• _Task details_
Omit the pictures, then write out every entry exactly as it reads.

• _Supplied data_
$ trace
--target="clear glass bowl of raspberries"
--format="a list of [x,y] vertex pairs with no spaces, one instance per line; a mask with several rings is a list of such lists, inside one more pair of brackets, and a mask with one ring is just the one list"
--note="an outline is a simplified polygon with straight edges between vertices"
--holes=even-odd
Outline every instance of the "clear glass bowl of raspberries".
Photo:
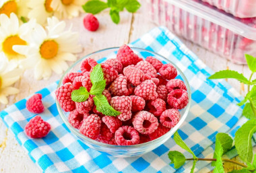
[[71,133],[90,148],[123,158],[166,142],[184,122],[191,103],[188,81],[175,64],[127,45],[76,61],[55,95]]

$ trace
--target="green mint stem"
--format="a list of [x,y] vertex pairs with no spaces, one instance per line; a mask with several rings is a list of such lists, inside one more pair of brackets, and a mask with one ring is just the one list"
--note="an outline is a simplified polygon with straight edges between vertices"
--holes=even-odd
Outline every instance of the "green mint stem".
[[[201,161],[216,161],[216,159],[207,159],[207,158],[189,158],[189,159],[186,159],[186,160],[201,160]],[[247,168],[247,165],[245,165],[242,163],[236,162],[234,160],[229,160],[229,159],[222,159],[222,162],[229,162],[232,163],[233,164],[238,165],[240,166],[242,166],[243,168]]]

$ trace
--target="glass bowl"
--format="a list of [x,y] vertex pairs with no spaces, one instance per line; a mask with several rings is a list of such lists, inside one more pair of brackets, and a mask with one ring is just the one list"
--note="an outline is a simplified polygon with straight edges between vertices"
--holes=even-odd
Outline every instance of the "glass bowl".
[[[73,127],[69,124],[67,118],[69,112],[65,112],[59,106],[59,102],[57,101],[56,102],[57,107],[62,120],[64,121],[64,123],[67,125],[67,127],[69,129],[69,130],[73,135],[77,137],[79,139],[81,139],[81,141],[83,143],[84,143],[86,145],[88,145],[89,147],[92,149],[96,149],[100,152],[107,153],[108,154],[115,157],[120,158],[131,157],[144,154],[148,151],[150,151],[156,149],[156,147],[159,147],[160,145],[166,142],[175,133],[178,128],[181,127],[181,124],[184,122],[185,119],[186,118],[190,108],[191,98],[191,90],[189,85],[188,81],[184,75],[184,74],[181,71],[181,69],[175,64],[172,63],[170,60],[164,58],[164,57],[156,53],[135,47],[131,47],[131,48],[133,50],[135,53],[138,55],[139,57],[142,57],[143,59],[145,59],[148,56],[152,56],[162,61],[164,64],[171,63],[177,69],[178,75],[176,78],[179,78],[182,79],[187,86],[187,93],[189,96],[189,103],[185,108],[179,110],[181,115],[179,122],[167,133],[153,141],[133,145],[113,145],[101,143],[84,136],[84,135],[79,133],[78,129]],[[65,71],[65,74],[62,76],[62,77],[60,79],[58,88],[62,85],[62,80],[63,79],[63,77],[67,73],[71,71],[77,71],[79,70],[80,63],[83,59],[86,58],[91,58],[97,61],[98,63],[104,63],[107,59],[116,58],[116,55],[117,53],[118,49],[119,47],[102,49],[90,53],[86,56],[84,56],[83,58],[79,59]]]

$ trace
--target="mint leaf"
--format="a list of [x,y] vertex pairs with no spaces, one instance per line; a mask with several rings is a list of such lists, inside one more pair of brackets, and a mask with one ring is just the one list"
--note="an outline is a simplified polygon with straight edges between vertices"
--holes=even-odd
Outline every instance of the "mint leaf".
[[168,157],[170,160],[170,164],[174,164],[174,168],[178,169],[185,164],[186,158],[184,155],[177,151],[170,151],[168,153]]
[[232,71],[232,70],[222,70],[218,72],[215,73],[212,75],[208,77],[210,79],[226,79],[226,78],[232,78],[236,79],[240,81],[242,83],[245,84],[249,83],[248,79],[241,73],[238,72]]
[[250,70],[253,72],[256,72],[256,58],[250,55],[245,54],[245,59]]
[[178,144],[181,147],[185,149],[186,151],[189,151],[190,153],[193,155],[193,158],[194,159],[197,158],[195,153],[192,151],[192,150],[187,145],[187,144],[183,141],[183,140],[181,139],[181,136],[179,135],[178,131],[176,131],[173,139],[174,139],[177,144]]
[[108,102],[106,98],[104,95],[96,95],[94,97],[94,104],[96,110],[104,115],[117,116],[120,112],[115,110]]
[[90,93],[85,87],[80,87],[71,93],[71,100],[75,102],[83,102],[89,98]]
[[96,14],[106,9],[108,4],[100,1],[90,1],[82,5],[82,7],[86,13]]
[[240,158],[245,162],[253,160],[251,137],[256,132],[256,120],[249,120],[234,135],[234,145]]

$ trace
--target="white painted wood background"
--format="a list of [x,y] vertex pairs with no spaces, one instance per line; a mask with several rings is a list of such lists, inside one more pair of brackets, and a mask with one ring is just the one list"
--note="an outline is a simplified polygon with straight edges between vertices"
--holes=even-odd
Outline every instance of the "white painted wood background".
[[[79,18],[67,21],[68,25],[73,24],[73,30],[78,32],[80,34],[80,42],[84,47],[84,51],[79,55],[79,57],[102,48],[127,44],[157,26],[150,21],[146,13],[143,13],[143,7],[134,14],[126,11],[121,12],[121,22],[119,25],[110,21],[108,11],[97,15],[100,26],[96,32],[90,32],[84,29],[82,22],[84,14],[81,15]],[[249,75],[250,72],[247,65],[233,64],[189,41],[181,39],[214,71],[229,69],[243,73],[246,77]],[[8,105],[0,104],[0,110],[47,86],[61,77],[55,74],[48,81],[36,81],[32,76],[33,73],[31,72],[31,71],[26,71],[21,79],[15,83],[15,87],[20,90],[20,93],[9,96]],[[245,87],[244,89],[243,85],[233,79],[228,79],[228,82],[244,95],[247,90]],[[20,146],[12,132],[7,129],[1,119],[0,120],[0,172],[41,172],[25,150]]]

• _Result of the task_
$ trace
--target="clear glass bowl of raspberries"
--format="a list of [x,y] vertex pairs with no spaces, one instance per line; a mask with several rings is a list of such lists, inside one more pair of brackets, and a mask with one ring is just the one list"
--note="an outline is a simplified polygon with straight edges between vertices"
--holes=even-odd
Outline every instance of the "clear glass bowl of raspberries".
Photo:
[[71,133],[90,148],[123,158],[166,142],[184,122],[191,103],[188,81],[175,64],[127,45],[76,61],[55,95]]

$ trace
--target="green mint stem"
--format="a list of [x,y] vertex pairs with no spaces, one instance per line; a mask with several rings is a list of such lists, inside one more pair of brackets, and a mask with one ring is just the one list"
--note="an outline is a simplified polygon with straight edges between vertices"
--holes=even-odd
Outline every instance of the "green mint stem".
[[[201,161],[216,161],[216,159],[207,159],[207,158],[189,158],[189,159],[186,159],[186,160],[201,160]],[[247,168],[247,165],[245,165],[242,163],[236,162],[234,160],[229,160],[229,159],[222,159],[222,162],[229,162],[232,163],[233,164],[238,165],[240,166],[242,166],[243,168]]]

$ trace
--target="glass bowl"
--format="a list of [x,y] vertex pairs with no spaces, one instance per line; a mask with several rings is a list of such lists, inside one more pair of brackets, and a mask with one ring is just the one list"
--note="an outline is a simplified polygon with straight edges between vertices"
--holes=even-odd
Outline every instance of the "glass bowl".
[[[73,127],[69,124],[67,118],[69,112],[65,112],[59,106],[59,102],[57,101],[56,102],[57,107],[62,120],[64,121],[64,123],[67,125],[67,127],[69,129],[69,130],[73,135],[77,137],[79,139],[81,139],[81,141],[83,143],[84,143],[86,145],[88,145],[89,147],[92,149],[96,149],[100,152],[107,153],[108,154],[115,157],[120,158],[131,157],[144,154],[148,151],[150,151],[156,149],[156,147],[159,147],[160,145],[166,142],[175,133],[178,128],[181,127],[181,124],[184,122],[185,119],[186,118],[190,108],[191,98],[191,90],[189,85],[188,81],[184,75],[184,74],[181,71],[181,69],[175,64],[172,63],[170,60],[164,58],[164,57],[156,53],[135,47],[131,47],[131,48],[133,50],[135,53],[138,55],[139,57],[142,57],[143,59],[145,59],[148,56],[152,56],[162,61],[164,64],[171,63],[177,69],[178,75],[176,78],[179,78],[182,79],[187,86],[187,93],[189,96],[189,103],[185,108],[179,110],[181,115],[179,122],[167,133],[153,141],[133,145],[113,145],[101,143],[84,136],[84,135],[79,133],[78,129]],[[65,71],[65,74],[62,76],[62,77],[60,79],[58,88],[62,85],[62,80],[63,79],[63,77],[67,73],[71,71],[77,71],[79,70],[80,63],[83,59],[86,58],[91,58],[97,61],[98,63],[104,63],[107,59],[116,58],[116,55],[117,53],[118,49],[119,47],[102,49],[90,53],[86,56],[84,56],[83,58],[79,59]]]

$ trace
--target="mint leaf"
--format="a list of [x,y] vertex pairs with no spaces, one instance per line; a mask with several rings is a list of such lists, inside one more pair of brackets, and a mask with one ring is just the one list"
--note="an outline is a simplified polygon with straight edges between vertices"
--holes=even-odd
Outline every instance of the "mint leaf".
[[168,157],[170,160],[170,164],[174,164],[174,168],[178,169],[185,164],[186,158],[184,155],[177,151],[170,151],[168,153]]
[[232,71],[232,70],[222,70],[218,72],[215,73],[212,75],[208,77],[210,79],[226,79],[226,78],[232,78],[236,79],[240,81],[242,83],[245,84],[249,83],[248,79],[241,73],[238,72]]
[[250,70],[253,72],[256,72],[256,58],[250,55],[245,54],[245,59]]
[[178,144],[181,147],[185,149],[186,151],[189,151],[190,153],[193,155],[193,158],[194,159],[197,158],[195,153],[192,151],[192,150],[187,145],[187,144],[183,141],[183,140],[181,139],[181,136],[179,135],[178,131],[176,131],[173,139],[174,139],[177,144]]
[[108,102],[106,98],[104,95],[96,95],[94,97],[94,104],[96,110],[104,115],[117,116],[120,112],[115,110]]
[[90,93],[85,87],[80,87],[71,93],[71,100],[75,102],[83,102],[89,98]]
[[96,14],[106,9],[108,4],[100,1],[90,1],[82,5],[82,7],[86,13]]
[[240,158],[245,162],[253,160],[251,137],[256,132],[256,120],[249,120],[234,135],[234,145]]

$ trace
--target="white painted wood background"
--format="a list of [x,y] vertex pairs with no spaces, one instance per line; a mask with several rings is a list of such lists, inside one more pair of brackets, and a mask with one ring is just the one list"
--note="an outline is a simplified polygon with straight edges between vertices"
--holes=even-odd
Outline every instance of the "white painted wood background".
[[[79,18],[67,21],[68,25],[73,24],[73,30],[78,32],[80,34],[80,42],[84,47],[84,51],[79,55],[79,57],[102,48],[127,44],[157,26],[150,21],[146,13],[143,13],[143,7],[134,14],[126,11],[121,12],[121,22],[119,25],[110,21],[108,11],[97,15],[100,26],[96,32],[90,32],[84,29],[82,22],[84,14],[81,15]],[[249,75],[250,72],[247,65],[233,64],[189,41],[181,39],[214,71],[229,69],[243,73],[246,77]],[[8,105],[0,104],[0,110],[47,86],[61,77],[55,74],[48,81],[36,81],[32,76],[33,73],[31,72],[31,71],[26,71],[21,79],[15,83],[15,87],[20,90],[20,93],[9,96]],[[245,87],[244,89],[243,85],[233,79],[228,79],[228,82],[244,95],[247,90]],[[20,146],[12,132],[7,129],[1,119],[0,120],[0,172],[41,172],[25,150]]]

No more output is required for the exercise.